> **Passage to read**
(begin)

In seven cases, one notices a tendency towards slightly fainter magnitudes in larger apertures, but without any effect on the scatter of the m_i − m_j. Those cases are represented in Fig. 6 by “×” symbols. For few of them a component at 70–140 arcsec was identified that potentially has disturbed the background determination, but in other cases the presence of several fainter stars in this distance range could have contributed. The only noticeable influence on the variability study in those cases is the tendency that the lowest scatter in the data is obtained in apertures 2 and 3 rather than in the largest aperture.

Fig. 6 Relation between Hipparcos magnitude Hp and ASAS visual magnitudes derived from aperture 3 (“°”) or aperture 1. See text for further explanation of symbols.

The ASAS magnitudes used to construct the figure were derived from aperture 3 (“°” symbols) when the photometry was consistent in all apertures, and from aperture 1 otherwise. This removes largely the influence of components at distances well above 30 arcsec on the displayed ASAS magnitudes. The scatter around the mean relation displayed in Fig. 6 is dominated by the systematic uncertainties in the ASAS photometry. Two types of dashed lines indicate 2.5 times the rms scatter between ASAS and Hipparcos magnitudes as given in Pojmański (2002), for stars near the centre and the edge of the frames, 0.045 and 0.0675 respectively. Inspecting the magnitudes in different ASAS subsets of the same star in our selection of candidate variable stars, we found differences of up to 0.04 mag.

The magnitude of a few stars differs more strongly. HD 106444 is a visual binary with the 0.8 mag fainter component at 24 arcsec, influencing the photometry in all apertures. HD 150418 has a 0.5 mag fainter companion at 31 arcsec distance (ASAS 164208-3130.1). In the case of V1049 Sco, AK Sco and V940 Cen there remains little doubt that their mean magnitude in the Hipparcos era was significantly different from that in the ASAS era. Not surprisingly, it concerns two known high-amplitude irregular variables and a M-type giant. For three already known or suspected variables which are near the 2.5 times rms limit at the edge of frames, there remains ambiguity about the interpretation.

(end)

Labels for object points:

(begin)

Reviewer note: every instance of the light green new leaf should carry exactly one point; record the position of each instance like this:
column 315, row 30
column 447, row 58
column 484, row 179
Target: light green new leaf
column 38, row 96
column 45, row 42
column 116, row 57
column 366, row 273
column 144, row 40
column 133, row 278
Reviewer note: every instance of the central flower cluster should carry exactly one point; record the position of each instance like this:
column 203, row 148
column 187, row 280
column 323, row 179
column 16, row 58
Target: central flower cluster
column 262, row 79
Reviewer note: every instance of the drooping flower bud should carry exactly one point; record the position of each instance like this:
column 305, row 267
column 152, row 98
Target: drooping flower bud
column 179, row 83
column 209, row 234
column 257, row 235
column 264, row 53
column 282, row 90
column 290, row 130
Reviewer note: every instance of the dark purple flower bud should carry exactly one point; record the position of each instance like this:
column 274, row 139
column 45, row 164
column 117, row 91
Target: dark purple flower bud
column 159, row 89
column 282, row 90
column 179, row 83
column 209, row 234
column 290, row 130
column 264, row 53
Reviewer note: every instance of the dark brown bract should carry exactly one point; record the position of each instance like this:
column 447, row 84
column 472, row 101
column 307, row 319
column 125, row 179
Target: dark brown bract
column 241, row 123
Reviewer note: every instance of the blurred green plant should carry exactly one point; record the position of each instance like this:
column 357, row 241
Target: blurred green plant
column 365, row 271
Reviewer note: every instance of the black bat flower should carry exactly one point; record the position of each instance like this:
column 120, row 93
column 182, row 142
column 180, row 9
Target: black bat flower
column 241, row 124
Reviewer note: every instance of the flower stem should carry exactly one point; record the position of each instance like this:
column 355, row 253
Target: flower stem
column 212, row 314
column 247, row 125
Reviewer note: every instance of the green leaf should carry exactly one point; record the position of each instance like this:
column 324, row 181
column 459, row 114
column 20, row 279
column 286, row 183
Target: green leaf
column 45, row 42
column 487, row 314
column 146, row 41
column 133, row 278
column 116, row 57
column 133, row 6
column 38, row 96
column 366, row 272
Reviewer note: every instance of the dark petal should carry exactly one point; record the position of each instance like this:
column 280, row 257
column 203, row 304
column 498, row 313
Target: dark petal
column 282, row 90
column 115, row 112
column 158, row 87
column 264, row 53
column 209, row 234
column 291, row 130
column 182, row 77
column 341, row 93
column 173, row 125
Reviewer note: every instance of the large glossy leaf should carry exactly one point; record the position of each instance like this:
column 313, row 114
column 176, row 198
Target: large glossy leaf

(end)

> **Set exercise A**
Do these statements agree with the passage on ASAS and Hipparcos magnitudes? Answer yes or no for each, quoting the words from the passage that decide it. (i) HD 150418 has a companion that is 0.5 mag fainter, 31 arcsec away. (ii) The fainter component of HD 106444 lies at 31 arcsec. (iii) Different ASAS subsets of the same star showed magnitude differences of up to 0.04 mag.
> **Set exercise B**
From the passage on ASAS and Hipparcos magnitudes above, reproduce the stretch from "The ASAS magnitudes" through "to 0.04 mag.".

> **Worked answer A**
(i) Yes: "HD 150418 has a 0.5 mag fainter companion at 31 arcsec distance (ASAS 164208-3130.1)."
(ii) No: "HD 106444 is a visual binary with the 0.8 mag fainter component at 24 arcsec, influencing the photometry in all apertures."
(iii) Yes: "Inspecting the magnitudes in different ASAS subsets of the same star in our selection of candidate variable stars, we found differences of up to 0.04 mag."

> **Worked answer B**
The ASAS magnitudes used to construct the figure were derived from aperture 3 (“°” symbols) when the photometry was consistent in all apertures, and from aperture 1 otherwise. This removes largely the influence of components at distances well above 30 arcsec on the displayed ASAS magnitudes. The scatter around the mean relation displayed in Fig. 6 is dominated by the systematic uncertainties in the ASAS photometry. Two types of dashed lines indicate 2.5 times the rms scatter between ASAS and Hipparcos magnitudes as given in Pojmański (2002), for stars near the centre and the edge of the frames, 0.045 and 0.0675 respectively. Inspecting the magnitudes in different ASAS subsets of the same star in our selection of candidate variable stars, we found differences of up to 0.04 mag.